Image-grounded pointing data
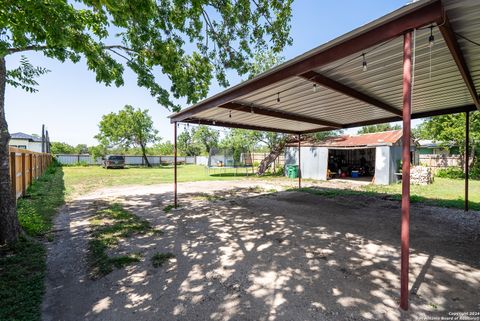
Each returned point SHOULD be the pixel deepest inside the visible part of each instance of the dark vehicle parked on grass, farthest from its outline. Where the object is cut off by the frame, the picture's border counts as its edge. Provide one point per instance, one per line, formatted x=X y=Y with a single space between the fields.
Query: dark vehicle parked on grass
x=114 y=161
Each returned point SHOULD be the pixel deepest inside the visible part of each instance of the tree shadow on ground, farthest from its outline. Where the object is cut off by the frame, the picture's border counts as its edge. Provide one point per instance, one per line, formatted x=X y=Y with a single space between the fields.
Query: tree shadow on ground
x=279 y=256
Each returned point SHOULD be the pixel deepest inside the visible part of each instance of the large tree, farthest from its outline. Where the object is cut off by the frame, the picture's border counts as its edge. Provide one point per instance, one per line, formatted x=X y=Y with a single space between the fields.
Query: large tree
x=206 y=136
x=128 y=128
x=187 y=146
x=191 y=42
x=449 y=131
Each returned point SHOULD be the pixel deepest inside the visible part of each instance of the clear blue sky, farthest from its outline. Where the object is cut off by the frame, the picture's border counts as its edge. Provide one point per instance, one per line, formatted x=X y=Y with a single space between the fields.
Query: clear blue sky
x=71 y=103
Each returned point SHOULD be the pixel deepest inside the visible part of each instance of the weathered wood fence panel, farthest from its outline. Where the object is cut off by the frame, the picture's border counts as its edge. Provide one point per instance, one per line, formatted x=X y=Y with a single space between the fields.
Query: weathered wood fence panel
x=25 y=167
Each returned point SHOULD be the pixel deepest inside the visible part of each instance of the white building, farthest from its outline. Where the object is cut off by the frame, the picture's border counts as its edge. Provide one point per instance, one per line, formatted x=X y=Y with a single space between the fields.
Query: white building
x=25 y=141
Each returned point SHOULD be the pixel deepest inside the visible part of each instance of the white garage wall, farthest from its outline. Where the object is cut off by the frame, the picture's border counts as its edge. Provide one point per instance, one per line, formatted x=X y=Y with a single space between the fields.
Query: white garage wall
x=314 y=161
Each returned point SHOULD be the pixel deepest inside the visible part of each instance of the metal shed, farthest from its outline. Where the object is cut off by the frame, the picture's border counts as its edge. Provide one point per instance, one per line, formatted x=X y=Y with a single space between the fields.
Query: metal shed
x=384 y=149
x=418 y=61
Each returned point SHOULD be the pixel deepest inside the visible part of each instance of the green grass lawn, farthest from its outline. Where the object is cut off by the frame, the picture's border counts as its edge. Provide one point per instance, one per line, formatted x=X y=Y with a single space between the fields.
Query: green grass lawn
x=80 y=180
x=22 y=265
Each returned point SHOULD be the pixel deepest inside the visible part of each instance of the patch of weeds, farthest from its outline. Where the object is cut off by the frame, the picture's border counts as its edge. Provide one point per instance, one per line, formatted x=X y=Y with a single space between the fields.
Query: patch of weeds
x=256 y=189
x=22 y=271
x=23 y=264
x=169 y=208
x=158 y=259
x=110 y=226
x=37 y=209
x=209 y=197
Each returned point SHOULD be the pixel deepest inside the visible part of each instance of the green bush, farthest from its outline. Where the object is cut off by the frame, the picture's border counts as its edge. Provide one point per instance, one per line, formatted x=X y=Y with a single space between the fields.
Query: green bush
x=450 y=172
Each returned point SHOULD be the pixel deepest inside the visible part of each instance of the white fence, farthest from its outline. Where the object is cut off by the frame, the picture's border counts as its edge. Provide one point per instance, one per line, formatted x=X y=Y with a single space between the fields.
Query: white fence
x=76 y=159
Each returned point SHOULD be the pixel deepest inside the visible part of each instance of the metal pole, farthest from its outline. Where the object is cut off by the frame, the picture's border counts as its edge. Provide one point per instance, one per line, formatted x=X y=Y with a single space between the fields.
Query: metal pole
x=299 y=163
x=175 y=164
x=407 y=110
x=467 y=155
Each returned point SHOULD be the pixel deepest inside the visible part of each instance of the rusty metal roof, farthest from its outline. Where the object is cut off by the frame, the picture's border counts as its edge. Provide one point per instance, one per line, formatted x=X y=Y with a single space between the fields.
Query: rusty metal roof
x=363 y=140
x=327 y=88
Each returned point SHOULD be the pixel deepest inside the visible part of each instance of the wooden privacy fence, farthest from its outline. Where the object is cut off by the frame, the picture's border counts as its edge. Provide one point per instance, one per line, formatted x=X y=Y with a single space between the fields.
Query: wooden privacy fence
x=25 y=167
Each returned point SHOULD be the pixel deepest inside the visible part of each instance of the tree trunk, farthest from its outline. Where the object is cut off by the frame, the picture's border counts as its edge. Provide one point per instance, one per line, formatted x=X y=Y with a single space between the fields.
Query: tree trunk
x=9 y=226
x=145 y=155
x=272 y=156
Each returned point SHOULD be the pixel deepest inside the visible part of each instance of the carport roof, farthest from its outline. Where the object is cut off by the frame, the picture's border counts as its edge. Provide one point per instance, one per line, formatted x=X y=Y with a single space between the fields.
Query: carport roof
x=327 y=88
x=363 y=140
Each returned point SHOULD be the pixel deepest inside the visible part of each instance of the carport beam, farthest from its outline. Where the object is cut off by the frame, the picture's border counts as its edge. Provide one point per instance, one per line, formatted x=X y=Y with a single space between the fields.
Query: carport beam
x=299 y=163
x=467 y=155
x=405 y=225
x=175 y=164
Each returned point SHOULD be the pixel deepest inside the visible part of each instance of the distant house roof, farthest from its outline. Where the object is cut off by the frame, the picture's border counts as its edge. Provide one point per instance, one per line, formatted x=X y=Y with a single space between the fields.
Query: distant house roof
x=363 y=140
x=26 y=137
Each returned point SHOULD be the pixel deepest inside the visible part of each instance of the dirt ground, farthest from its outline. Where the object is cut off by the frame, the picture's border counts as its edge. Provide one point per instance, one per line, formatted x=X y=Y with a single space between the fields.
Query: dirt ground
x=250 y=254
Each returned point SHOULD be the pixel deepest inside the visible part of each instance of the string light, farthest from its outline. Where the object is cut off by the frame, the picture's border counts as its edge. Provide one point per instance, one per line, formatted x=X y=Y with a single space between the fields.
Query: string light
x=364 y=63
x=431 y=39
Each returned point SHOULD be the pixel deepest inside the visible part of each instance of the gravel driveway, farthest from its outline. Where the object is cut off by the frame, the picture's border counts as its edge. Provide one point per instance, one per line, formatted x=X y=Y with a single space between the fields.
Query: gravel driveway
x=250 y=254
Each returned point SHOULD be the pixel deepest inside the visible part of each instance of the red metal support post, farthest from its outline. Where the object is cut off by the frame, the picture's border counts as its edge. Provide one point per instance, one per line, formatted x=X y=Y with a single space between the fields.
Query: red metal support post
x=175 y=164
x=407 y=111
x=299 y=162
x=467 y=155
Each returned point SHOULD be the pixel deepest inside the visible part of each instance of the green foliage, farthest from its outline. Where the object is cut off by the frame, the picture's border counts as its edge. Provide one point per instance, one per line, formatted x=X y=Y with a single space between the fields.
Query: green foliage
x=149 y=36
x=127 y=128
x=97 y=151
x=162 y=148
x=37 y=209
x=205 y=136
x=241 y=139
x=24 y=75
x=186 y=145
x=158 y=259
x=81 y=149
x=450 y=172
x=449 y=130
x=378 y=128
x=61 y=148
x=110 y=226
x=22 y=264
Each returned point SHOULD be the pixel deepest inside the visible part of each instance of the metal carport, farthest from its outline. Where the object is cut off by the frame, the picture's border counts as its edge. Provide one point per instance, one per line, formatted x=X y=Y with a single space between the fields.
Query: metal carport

> What you have to do
Among the records above, extract exactly the lines from the line with "the red metal" to the line with "green foliage, farthest", both lines included, and leave out the rest.

> Expected answer
Each returned point SHOULD be the pixel deepest inside the visible part of each instance of the red metal support post, farthest from its outline. Where the object is cut off by the frame, the picture's border counts as its edge. Provide one point per instance, one per line, formatted x=X y=Y with a single space between the fields.
Query: red metal support post
x=175 y=164
x=407 y=111
x=299 y=162
x=467 y=155
Each returned point SHOULD be the pixel deepest inside the visible part of each instance of the green foliage, farthest from its outline. Where the object is cut off by the frame, the picture's border counts as its edge. Provide one point per instance, one per line, formatted x=X y=Y with a single space between the fields.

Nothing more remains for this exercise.